**The problem**.
Copy exactly the lines from the one containing "the wooden dresser." through the last line of the records, both included, and nothing more.

Point localization data
##########

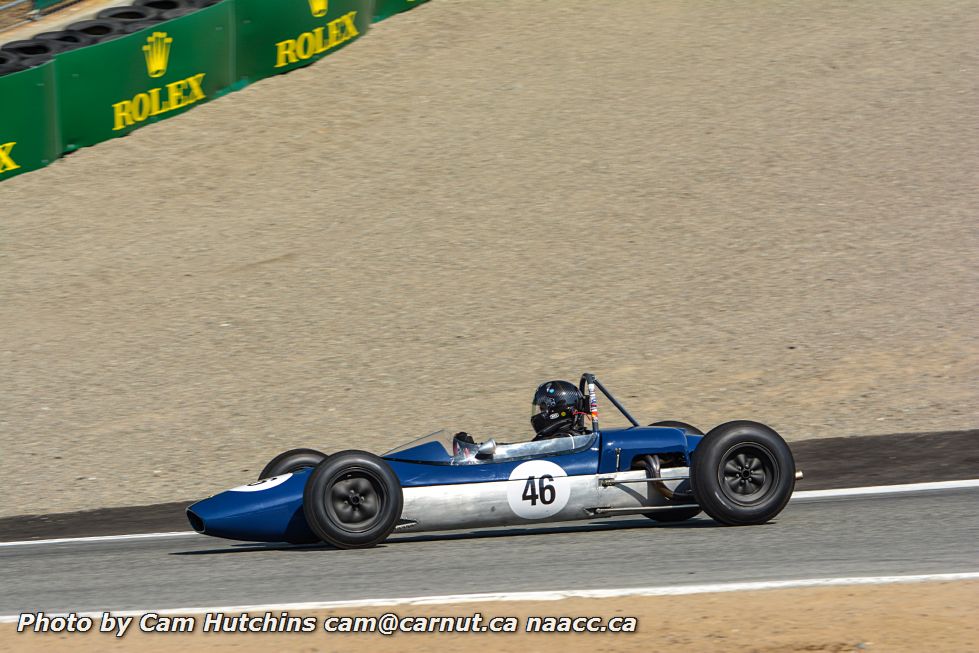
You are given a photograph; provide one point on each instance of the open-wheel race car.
(739, 473)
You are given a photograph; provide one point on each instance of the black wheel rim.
(747, 473)
(354, 500)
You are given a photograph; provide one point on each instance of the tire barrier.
(135, 65)
(69, 38)
(100, 30)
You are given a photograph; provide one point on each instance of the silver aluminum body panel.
(483, 505)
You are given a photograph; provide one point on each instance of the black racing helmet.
(556, 404)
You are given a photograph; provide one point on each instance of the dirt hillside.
(726, 210)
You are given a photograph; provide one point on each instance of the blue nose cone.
(270, 510)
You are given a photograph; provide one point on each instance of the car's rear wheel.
(742, 473)
(353, 500)
(292, 461)
(678, 514)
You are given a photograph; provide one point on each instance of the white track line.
(677, 590)
(803, 495)
(885, 489)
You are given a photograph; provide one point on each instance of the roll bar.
(587, 386)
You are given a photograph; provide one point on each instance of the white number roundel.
(538, 489)
(264, 484)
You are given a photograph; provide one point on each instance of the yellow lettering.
(155, 108)
(178, 94)
(141, 107)
(304, 45)
(285, 53)
(175, 94)
(321, 46)
(123, 112)
(6, 160)
(348, 22)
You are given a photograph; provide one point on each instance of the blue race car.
(739, 473)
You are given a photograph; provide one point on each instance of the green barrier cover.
(28, 121)
(387, 8)
(98, 92)
(155, 73)
(275, 37)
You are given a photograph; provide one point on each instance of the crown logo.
(319, 7)
(157, 53)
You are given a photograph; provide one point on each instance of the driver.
(557, 410)
(556, 413)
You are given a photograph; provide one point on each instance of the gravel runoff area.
(726, 210)
(940, 617)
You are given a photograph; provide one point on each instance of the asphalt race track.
(929, 532)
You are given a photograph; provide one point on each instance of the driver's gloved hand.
(462, 436)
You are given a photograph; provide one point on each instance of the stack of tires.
(108, 24)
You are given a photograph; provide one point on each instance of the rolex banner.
(29, 126)
(156, 73)
(275, 37)
(94, 93)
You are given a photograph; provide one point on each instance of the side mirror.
(486, 449)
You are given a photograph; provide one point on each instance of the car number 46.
(538, 489)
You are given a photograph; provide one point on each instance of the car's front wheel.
(291, 461)
(742, 473)
(353, 500)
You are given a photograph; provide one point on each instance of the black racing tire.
(742, 473)
(139, 26)
(101, 30)
(129, 14)
(163, 5)
(10, 63)
(33, 48)
(291, 461)
(170, 14)
(683, 426)
(69, 39)
(353, 500)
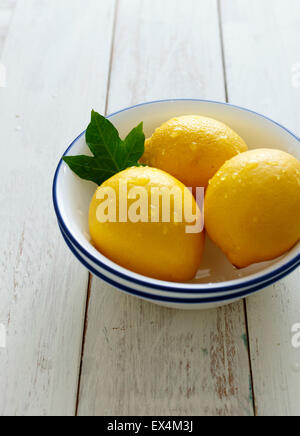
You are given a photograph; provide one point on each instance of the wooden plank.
(57, 74)
(6, 12)
(261, 41)
(141, 359)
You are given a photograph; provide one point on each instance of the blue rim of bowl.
(203, 300)
(166, 286)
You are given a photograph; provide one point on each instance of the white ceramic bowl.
(218, 282)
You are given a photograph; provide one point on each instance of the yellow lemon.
(192, 148)
(129, 227)
(252, 206)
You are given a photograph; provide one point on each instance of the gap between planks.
(88, 297)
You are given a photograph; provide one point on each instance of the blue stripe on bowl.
(203, 300)
(164, 286)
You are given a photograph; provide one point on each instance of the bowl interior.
(74, 195)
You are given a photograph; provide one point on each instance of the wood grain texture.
(57, 70)
(6, 11)
(140, 359)
(261, 41)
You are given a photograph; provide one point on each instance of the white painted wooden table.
(74, 345)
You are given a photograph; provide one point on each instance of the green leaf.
(103, 139)
(134, 146)
(111, 154)
(90, 168)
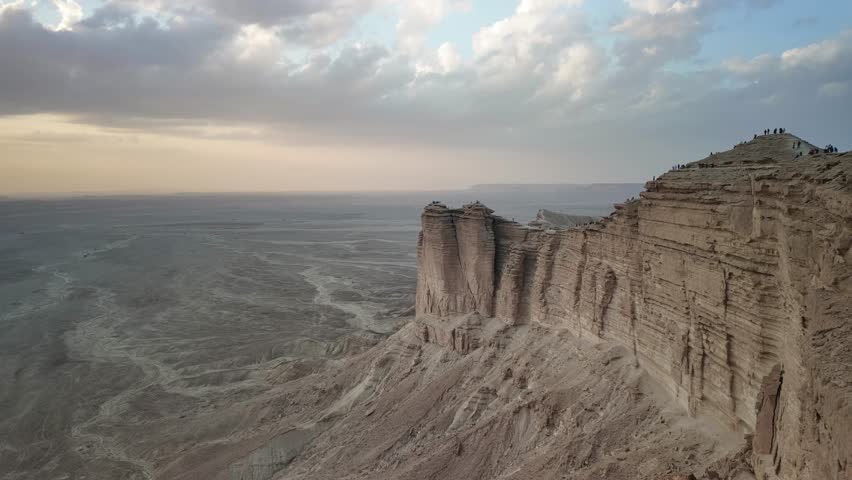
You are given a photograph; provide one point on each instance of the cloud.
(834, 89)
(417, 17)
(540, 80)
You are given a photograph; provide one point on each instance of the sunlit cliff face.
(207, 95)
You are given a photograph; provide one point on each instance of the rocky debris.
(528, 402)
(729, 280)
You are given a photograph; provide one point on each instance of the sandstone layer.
(728, 281)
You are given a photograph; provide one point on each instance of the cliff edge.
(728, 280)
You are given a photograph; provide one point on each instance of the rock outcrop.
(549, 219)
(729, 281)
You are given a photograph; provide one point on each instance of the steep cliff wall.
(728, 279)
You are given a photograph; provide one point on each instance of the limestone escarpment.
(729, 280)
(456, 261)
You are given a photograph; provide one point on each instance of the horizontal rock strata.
(729, 280)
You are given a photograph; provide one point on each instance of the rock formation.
(549, 219)
(728, 280)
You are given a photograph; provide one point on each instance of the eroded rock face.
(455, 256)
(720, 277)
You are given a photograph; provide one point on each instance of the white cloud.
(816, 54)
(417, 17)
(578, 67)
(526, 46)
(255, 43)
(9, 6)
(834, 89)
(70, 12)
(448, 57)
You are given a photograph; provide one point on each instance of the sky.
(157, 96)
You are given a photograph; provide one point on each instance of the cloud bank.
(544, 80)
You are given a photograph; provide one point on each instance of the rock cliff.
(729, 280)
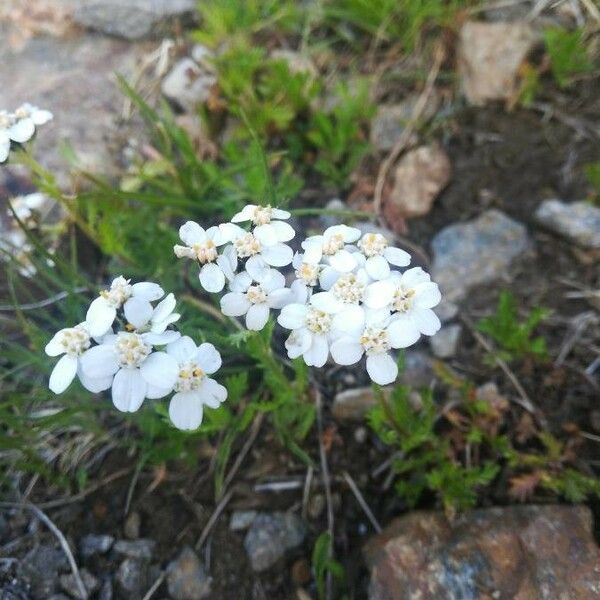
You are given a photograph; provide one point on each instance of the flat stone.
(579, 222)
(391, 119)
(419, 177)
(518, 552)
(469, 254)
(270, 536)
(132, 19)
(188, 84)
(489, 58)
(142, 549)
(186, 577)
(444, 343)
(242, 519)
(92, 544)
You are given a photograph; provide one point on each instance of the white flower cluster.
(115, 347)
(346, 300)
(20, 126)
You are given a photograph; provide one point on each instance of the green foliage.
(568, 54)
(515, 337)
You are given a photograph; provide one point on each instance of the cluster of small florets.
(19, 126)
(127, 344)
(347, 298)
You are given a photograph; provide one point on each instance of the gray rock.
(242, 519)
(469, 254)
(40, 569)
(188, 84)
(579, 222)
(131, 529)
(270, 536)
(142, 549)
(132, 19)
(92, 544)
(132, 578)
(490, 55)
(186, 577)
(445, 342)
(69, 585)
(390, 120)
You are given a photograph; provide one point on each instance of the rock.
(133, 19)
(69, 585)
(186, 578)
(142, 549)
(51, 73)
(469, 254)
(40, 569)
(445, 342)
(421, 174)
(270, 536)
(132, 578)
(490, 55)
(242, 519)
(579, 222)
(188, 84)
(520, 552)
(92, 544)
(389, 121)
(131, 529)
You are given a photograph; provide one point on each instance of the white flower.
(315, 325)
(376, 340)
(267, 230)
(255, 300)
(135, 299)
(331, 247)
(409, 297)
(379, 255)
(137, 370)
(260, 256)
(201, 245)
(193, 388)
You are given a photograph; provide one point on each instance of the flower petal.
(128, 390)
(382, 368)
(63, 373)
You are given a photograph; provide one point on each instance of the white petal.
(182, 349)
(346, 351)
(128, 390)
(379, 294)
(100, 317)
(208, 358)
(382, 368)
(191, 233)
(235, 304)
(402, 332)
(160, 370)
(257, 317)
(147, 290)
(22, 130)
(397, 257)
(63, 373)
(285, 232)
(316, 355)
(212, 278)
(185, 410)
(278, 255)
(343, 261)
(427, 295)
(292, 316)
(426, 321)
(137, 311)
(99, 362)
(377, 267)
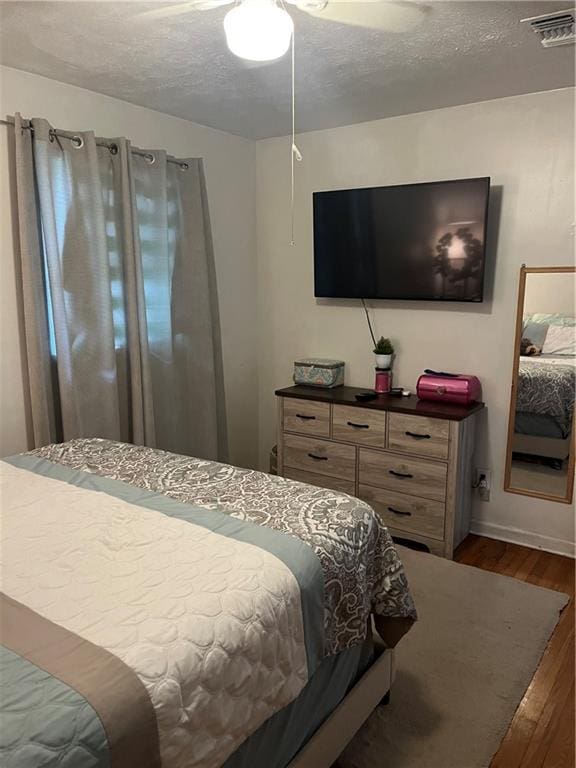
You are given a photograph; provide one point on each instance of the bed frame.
(335, 733)
(549, 447)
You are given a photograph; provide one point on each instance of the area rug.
(462, 669)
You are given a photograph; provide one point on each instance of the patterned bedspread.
(546, 387)
(156, 610)
(362, 571)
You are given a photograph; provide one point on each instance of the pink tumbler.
(383, 380)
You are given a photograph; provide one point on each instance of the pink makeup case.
(449, 387)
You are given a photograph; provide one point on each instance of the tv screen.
(414, 241)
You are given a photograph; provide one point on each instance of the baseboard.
(525, 538)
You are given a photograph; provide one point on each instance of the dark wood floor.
(542, 732)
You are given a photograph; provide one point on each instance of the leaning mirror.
(540, 455)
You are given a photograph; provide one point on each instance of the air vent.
(554, 28)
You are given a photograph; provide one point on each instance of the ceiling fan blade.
(166, 10)
(387, 15)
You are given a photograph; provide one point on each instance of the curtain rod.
(78, 142)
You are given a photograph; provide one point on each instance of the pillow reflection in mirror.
(536, 332)
(560, 341)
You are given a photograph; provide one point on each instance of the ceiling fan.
(261, 30)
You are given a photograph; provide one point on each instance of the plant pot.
(383, 361)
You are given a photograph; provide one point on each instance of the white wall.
(525, 144)
(230, 175)
(551, 293)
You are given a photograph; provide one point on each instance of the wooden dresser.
(410, 459)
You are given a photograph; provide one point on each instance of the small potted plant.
(383, 351)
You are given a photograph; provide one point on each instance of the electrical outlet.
(483, 483)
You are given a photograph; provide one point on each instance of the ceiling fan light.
(258, 30)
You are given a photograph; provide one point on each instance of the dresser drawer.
(324, 481)
(419, 435)
(321, 457)
(307, 416)
(358, 425)
(406, 513)
(417, 477)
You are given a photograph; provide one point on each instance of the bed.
(160, 610)
(545, 389)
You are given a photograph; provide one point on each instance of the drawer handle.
(399, 474)
(318, 458)
(399, 512)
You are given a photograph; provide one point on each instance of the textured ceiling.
(461, 52)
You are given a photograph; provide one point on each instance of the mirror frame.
(567, 499)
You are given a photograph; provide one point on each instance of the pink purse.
(449, 387)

##########

**Solution to this exercise**.
You are given a photograph; provide one point on each instance of the wooden dresser.
(410, 459)
You are given a photograph; provide one point on each instance of the small potted plant.
(383, 351)
You are given a photograph; provide one point on each instance of the electrical outlet.
(483, 483)
You are given a photograph; provide one point on each instance of the ceiling fan light.
(258, 30)
You are given a photograph; provide one point on each instance of the dresser drawer.
(324, 481)
(419, 435)
(321, 457)
(307, 416)
(358, 425)
(406, 513)
(417, 477)
You are given a photograph; provide one point on each instance of the bed.
(160, 610)
(545, 389)
You are given a photograph; provide one point on each instance of the drawer handle.
(399, 474)
(318, 458)
(399, 512)
You are given a photograph; provide one point on each instance of the textured ceiling.
(461, 52)
You are given a photograph; provide one point on each instance of the mirror frame.
(567, 499)
You are given a photograph; provide one point on each instance of the pink purse.
(449, 387)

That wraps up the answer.